# How to complete this task
Of the lines below, write out exactly those from the line with "In the photo above, where can the tree trunk" through the line with "In the photo above, where can the man's outstretched", both included, and skip the rest.

# Extracted records
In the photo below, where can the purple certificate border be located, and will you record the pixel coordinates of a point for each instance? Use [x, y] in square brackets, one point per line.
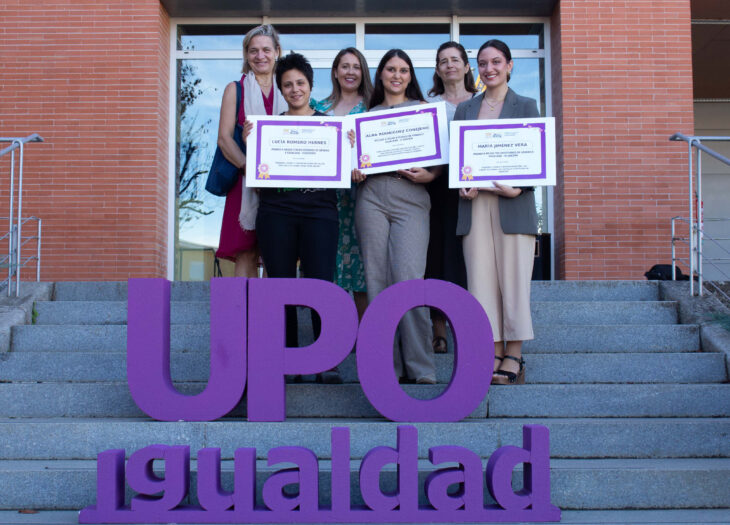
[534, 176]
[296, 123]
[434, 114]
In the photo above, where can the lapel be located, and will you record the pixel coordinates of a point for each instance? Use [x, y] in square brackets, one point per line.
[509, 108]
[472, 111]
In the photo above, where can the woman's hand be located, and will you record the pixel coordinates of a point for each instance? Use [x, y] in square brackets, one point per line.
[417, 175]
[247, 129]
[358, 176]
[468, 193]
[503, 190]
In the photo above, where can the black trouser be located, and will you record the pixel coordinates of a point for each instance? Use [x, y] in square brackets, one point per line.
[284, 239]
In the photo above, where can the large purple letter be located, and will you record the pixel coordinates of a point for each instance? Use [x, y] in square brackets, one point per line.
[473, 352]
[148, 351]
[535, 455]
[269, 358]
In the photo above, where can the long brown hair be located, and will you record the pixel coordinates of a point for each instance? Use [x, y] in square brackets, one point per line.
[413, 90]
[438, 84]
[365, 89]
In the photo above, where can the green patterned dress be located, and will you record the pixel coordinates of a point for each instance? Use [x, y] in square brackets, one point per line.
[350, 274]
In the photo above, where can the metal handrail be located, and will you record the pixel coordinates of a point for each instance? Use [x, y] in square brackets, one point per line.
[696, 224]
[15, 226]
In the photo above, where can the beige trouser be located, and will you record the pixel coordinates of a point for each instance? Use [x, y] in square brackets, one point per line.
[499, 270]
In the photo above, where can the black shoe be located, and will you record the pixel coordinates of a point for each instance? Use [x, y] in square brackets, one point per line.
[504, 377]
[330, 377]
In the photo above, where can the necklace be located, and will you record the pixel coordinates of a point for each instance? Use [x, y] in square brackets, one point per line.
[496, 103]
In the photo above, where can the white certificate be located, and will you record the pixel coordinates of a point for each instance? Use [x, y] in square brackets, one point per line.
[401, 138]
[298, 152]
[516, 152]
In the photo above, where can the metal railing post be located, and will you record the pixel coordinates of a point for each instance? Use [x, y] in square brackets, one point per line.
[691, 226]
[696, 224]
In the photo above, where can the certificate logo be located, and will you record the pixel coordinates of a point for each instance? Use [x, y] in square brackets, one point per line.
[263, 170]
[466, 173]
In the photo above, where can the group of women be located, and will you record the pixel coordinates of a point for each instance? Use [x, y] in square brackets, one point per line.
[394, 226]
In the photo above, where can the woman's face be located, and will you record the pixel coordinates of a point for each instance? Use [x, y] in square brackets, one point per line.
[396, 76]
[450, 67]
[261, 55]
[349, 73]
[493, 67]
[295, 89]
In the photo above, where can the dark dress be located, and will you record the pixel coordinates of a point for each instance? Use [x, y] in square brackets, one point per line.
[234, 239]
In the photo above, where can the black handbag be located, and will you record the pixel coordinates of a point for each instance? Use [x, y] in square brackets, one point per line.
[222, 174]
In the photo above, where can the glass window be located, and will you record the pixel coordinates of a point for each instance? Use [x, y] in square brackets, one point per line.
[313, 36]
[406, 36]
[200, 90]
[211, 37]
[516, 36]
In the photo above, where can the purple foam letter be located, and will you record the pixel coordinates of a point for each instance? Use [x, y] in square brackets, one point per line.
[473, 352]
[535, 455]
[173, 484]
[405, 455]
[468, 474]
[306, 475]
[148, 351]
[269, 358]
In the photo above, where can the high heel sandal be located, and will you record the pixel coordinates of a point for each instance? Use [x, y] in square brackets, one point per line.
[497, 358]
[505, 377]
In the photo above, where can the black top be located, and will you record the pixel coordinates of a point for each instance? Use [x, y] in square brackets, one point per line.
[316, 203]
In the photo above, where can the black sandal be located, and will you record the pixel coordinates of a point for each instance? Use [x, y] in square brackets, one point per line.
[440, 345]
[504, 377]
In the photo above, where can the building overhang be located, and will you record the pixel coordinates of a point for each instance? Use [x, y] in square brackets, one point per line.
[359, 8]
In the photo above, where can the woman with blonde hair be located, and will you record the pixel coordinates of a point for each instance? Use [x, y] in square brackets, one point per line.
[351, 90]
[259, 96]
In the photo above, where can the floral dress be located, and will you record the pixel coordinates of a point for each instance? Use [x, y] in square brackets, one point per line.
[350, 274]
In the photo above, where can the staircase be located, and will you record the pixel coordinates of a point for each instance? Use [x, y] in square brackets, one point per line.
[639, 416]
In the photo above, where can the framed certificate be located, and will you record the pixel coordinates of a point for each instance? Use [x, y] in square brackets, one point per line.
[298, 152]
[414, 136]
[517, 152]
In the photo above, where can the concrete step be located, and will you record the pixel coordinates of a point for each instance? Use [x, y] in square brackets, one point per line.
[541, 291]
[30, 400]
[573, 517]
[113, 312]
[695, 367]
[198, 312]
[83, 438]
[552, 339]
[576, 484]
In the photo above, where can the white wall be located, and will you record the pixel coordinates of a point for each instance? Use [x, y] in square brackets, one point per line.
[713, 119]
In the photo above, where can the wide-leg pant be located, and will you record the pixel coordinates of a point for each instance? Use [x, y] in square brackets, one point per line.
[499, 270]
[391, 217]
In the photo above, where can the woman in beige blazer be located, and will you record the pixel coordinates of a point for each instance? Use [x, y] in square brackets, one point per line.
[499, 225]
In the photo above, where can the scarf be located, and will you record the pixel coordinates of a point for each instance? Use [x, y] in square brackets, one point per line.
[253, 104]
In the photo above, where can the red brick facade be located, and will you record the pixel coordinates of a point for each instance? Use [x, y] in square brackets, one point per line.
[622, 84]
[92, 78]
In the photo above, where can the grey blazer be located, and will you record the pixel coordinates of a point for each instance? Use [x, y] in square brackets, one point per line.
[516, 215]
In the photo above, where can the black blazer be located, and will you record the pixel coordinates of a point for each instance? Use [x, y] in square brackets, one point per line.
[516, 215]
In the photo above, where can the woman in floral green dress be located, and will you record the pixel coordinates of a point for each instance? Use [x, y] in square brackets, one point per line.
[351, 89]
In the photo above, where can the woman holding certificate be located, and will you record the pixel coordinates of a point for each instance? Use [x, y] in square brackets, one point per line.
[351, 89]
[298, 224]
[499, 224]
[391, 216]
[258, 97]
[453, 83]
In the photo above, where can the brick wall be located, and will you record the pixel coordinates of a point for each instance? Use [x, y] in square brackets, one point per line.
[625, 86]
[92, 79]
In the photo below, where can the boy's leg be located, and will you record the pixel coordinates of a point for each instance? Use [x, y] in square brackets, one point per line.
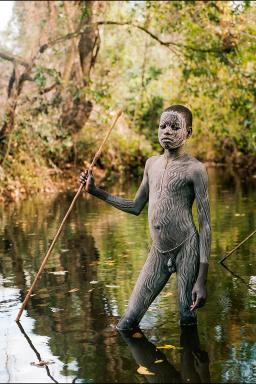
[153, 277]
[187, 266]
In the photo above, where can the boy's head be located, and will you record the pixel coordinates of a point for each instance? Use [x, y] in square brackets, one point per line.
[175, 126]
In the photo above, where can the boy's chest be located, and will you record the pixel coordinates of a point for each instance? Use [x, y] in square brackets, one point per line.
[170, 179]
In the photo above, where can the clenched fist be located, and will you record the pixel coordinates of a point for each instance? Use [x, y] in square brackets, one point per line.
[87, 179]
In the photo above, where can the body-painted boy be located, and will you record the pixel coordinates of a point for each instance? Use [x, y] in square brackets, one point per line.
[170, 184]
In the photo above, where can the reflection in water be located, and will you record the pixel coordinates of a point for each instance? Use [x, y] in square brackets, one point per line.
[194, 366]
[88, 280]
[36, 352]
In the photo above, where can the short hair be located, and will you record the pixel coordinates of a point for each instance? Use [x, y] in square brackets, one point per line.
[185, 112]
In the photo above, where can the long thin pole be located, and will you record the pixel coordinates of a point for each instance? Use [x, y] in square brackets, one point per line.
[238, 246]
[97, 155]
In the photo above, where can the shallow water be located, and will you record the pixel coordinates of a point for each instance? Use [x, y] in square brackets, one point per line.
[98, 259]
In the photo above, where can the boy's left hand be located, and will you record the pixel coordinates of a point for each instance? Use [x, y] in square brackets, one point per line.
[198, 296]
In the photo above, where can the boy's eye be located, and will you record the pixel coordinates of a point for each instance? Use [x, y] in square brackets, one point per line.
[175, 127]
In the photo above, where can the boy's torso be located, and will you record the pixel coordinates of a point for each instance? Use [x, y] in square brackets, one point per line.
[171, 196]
* * *
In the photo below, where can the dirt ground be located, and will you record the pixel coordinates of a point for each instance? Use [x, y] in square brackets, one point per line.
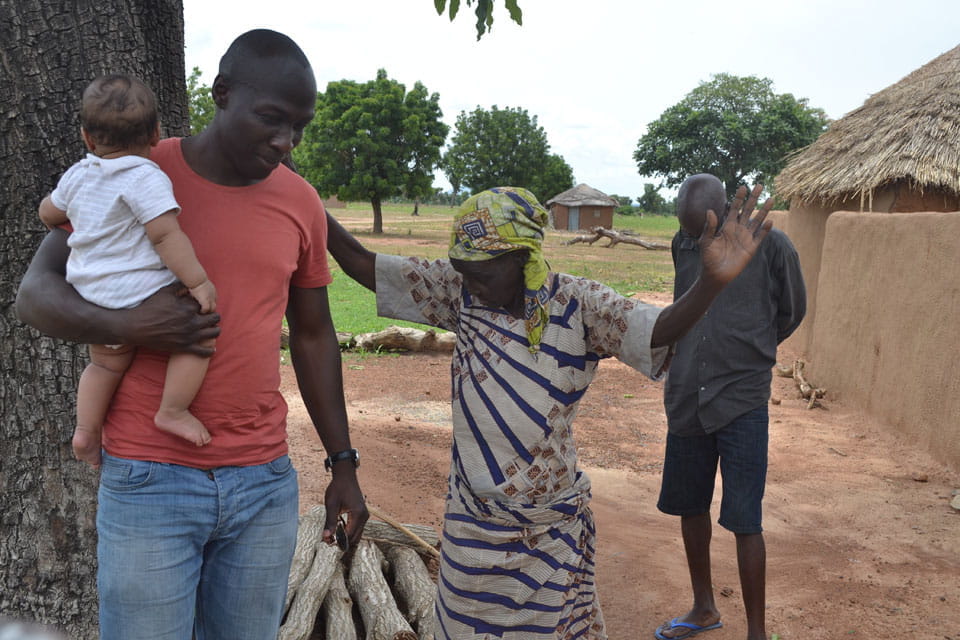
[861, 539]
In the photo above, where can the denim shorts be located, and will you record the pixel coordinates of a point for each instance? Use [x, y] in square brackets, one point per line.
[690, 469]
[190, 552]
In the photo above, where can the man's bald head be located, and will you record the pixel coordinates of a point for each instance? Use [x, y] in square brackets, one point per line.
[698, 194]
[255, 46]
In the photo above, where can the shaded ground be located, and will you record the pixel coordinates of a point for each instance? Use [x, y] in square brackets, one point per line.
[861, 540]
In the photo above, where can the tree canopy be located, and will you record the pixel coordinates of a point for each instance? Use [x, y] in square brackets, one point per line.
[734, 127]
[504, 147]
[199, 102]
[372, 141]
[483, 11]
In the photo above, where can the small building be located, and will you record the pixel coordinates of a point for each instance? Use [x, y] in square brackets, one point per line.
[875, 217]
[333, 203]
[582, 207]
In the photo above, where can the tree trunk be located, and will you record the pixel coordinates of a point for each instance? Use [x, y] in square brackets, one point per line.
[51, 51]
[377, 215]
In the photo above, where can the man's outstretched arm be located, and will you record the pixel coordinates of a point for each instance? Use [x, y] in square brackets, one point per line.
==
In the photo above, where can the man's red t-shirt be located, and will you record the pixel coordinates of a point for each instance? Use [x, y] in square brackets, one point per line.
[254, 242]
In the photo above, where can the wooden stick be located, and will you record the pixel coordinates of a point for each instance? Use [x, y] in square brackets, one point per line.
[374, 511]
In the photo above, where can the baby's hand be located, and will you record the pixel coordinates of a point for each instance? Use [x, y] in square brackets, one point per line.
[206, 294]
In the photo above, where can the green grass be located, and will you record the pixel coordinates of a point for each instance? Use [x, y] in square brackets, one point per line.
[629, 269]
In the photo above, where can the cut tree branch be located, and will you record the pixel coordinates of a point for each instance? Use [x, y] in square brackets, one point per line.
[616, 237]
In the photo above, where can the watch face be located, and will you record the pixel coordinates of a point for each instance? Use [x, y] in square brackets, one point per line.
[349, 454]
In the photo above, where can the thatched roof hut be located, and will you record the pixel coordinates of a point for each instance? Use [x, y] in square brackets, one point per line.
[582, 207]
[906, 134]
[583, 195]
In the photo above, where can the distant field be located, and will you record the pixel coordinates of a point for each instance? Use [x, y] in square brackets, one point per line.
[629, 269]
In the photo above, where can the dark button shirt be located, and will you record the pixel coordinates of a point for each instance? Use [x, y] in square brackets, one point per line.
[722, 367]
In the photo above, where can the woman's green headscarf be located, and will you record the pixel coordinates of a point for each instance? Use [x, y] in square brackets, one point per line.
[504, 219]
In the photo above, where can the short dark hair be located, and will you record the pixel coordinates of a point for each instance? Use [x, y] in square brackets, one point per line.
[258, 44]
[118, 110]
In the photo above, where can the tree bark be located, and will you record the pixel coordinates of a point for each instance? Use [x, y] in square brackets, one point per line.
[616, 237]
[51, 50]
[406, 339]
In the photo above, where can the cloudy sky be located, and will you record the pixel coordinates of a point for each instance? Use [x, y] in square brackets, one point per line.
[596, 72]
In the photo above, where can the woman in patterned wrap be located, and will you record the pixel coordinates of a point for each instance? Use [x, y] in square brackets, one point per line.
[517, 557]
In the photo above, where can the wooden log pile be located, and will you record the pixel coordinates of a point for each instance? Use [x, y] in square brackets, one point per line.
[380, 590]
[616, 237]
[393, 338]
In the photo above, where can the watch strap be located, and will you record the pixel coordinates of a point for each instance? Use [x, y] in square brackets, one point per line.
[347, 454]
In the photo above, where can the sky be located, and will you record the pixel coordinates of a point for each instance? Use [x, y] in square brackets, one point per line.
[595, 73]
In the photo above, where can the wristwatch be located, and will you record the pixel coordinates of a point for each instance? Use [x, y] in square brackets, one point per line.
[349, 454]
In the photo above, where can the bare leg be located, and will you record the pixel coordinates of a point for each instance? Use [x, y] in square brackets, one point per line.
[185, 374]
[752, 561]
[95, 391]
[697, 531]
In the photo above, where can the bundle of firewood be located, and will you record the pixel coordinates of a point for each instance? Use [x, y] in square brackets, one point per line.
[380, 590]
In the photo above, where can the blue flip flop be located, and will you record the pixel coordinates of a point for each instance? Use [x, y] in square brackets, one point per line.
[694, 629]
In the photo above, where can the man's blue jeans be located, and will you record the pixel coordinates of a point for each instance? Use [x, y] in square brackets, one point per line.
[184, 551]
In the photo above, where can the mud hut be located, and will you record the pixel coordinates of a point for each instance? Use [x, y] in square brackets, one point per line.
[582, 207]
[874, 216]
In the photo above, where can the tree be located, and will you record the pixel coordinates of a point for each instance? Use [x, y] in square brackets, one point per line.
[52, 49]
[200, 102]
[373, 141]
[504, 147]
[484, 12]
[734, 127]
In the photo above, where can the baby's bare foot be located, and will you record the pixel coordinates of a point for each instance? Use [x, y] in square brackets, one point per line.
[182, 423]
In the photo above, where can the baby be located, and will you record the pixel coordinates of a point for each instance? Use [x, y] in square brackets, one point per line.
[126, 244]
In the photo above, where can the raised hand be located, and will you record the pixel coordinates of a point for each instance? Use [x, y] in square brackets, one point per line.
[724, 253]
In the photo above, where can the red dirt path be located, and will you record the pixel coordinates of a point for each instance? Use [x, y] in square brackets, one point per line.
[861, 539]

# Your response
In the photo above, where can the tree trunk be located, and will you record the pixel coordinates of a point for each instance? Use [x, y] in square brackets, one point per line.
[51, 51]
[377, 215]
In the photo above, where can the man's outstretched arm be located, and will you record the pixel coordinates of a point for each instance? Use [x, y] in square brackets, one point per line.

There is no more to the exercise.